___ Information given ___

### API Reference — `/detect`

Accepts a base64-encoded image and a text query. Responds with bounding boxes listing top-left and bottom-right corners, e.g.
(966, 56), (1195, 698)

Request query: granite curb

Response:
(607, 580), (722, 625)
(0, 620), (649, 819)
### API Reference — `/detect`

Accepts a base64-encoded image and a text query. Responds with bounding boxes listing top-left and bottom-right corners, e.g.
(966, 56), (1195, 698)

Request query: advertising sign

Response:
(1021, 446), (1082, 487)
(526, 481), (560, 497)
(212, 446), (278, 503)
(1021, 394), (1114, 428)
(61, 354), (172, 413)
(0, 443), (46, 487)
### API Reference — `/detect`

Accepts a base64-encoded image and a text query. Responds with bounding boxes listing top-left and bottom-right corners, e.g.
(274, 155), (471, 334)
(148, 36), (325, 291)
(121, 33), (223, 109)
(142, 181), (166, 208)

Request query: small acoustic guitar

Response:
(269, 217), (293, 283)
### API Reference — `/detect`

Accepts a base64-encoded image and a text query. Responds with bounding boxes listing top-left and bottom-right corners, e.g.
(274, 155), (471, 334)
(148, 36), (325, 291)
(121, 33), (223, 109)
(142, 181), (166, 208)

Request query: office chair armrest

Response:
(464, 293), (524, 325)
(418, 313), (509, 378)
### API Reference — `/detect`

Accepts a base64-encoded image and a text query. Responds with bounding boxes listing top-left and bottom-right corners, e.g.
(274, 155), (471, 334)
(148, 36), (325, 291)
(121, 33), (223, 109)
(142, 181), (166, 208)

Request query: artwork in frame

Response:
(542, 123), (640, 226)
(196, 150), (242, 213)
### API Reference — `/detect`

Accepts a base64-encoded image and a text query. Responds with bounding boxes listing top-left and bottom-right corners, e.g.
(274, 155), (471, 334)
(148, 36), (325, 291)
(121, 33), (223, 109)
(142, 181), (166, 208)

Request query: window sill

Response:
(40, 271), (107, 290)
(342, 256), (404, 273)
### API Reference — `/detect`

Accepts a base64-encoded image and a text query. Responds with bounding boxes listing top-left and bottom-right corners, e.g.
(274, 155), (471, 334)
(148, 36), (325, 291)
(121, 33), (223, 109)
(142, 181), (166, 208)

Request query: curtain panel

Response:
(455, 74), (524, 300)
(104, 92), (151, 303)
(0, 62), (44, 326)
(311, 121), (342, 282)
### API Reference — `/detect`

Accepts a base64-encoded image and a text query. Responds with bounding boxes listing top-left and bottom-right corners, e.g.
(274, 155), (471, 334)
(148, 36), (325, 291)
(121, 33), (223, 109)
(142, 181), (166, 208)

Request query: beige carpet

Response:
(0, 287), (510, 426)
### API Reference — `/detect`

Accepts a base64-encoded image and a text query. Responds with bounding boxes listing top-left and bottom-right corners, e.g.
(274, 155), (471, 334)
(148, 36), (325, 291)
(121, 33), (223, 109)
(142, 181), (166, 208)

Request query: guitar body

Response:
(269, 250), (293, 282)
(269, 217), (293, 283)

___

_Directions_
Please reproduce the entire listing above line for line, without changing anything.

_Correct response_
### API Reference — `/detect`

Accepts a base64-encoded image and a text query. Responds with bounding boxes listing top-left and bottom-right corners, e.g.
(966, 56), (1195, 698)

Request query: granite curb

Response:
(607, 580), (722, 625)
(0, 620), (649, 819)
### API Reference — `/detect`

Accepts a base64-encoded image and a text query. Responds with bounding boxes listing top-left and bottom-right corners, e.g.
(966, 56), (1195, 698)

Request query: advertising sign

Response:
(1021, 446), (1082, 487)
(526, 481), (560, 497)
(212, 446), (278, 503)
(1021, 394), (1114, 428)
(61, 354), (172, 413)
(0, 443), (46, 487)
### API Reference — `/detect`

Accepts a base64-encoded image and a text query. Responds with bounding boxes listing top-left and bottom-right corners, e.g.
(274, 155), (471, 334)
(148, 36), (325, 291)
(121, 33), (223, 109)
(142, 181), (166, 208)

Request query: small acoustic guitar

Response:
(269, 217), (293, 283)
### API Reference — `/detect`

Accepts a base64-encoded image and a text query. Responds with bounding boxes listing top-left and bottom-right corners, e.g.
(274, 155), (471, 334)
(148, 36), (325, 291)
(121, 33), (223, 109)
(142, 181), (166, 208)

Request query: office chair armrest

Response:
(464, 293), (524, 325)
(418, 313), (509, 378)
### API Reference — `/detect`

Accepts a base64-encoded image and a text query. Responds with bounding boxes listing top-left and bottom-right corners, e.g.
(274, 155), (471, 334)
(148, 36), (325, 291)
(121, 33), (223, 109)
(142, 181), (166, 208)

Request query: artwork in frame

Response:
(542, 123), (640, 226)
(196, 150), (242, 213)
### API Reference — `/detect`

Accepts a base64-encoded image and a text query. Responds with bounding boxes listing top-left and bottom-right corners, e.g.
(274, 155), (471, 334)
(148, 36), (325, 291)
(121, 33), (223, 109)
(142, 181), (166, 208)

Request query: window sill

Response:
(40, 271), (107, 290)
(342, 256), (404, 273)
### API Reference — `/detect`

Accepts a base64-encoded image and a text query. Responds with bounding boxes listing top-left and bottom-right corners, e.g.
(274, 155), (471, 334)
(148, 36), (325, 291)
(121, 33), (223, 109)
(142, 181), (166, 208)

Request query: curtain panel

Response:
(455, 74), (524, 300)
(104, 92), (151, 303)
(0, 62), (44, 326)
(311, 121), (342, 282)
### API Reference — `/detect`

Accepts a base64-encoded image and a text query. Responds with bounding boxes listing top-left and bottom-right corners, e.g.
(274, 155), (471, 334)
(148, 36), (325, 291)
(121, 33), (223, 109)
(142, 181), (166, 208)

Request query: beige carpet

Response:
(0, 287), (510, 426)
### API Reference — `/detect`

Accepts a base64-encoded image and a text query. Responds with bounding boxes listing top-left and bottom-right corners, e.g.
(274, 155), (471, 334)
(148, 36), (325, 291)
(121, 33), (223, 109)
(142, 181), (166, 208)

Request query: guitar body

Response:
(269, 250), (293, 282)
(269, 217), (293, 283)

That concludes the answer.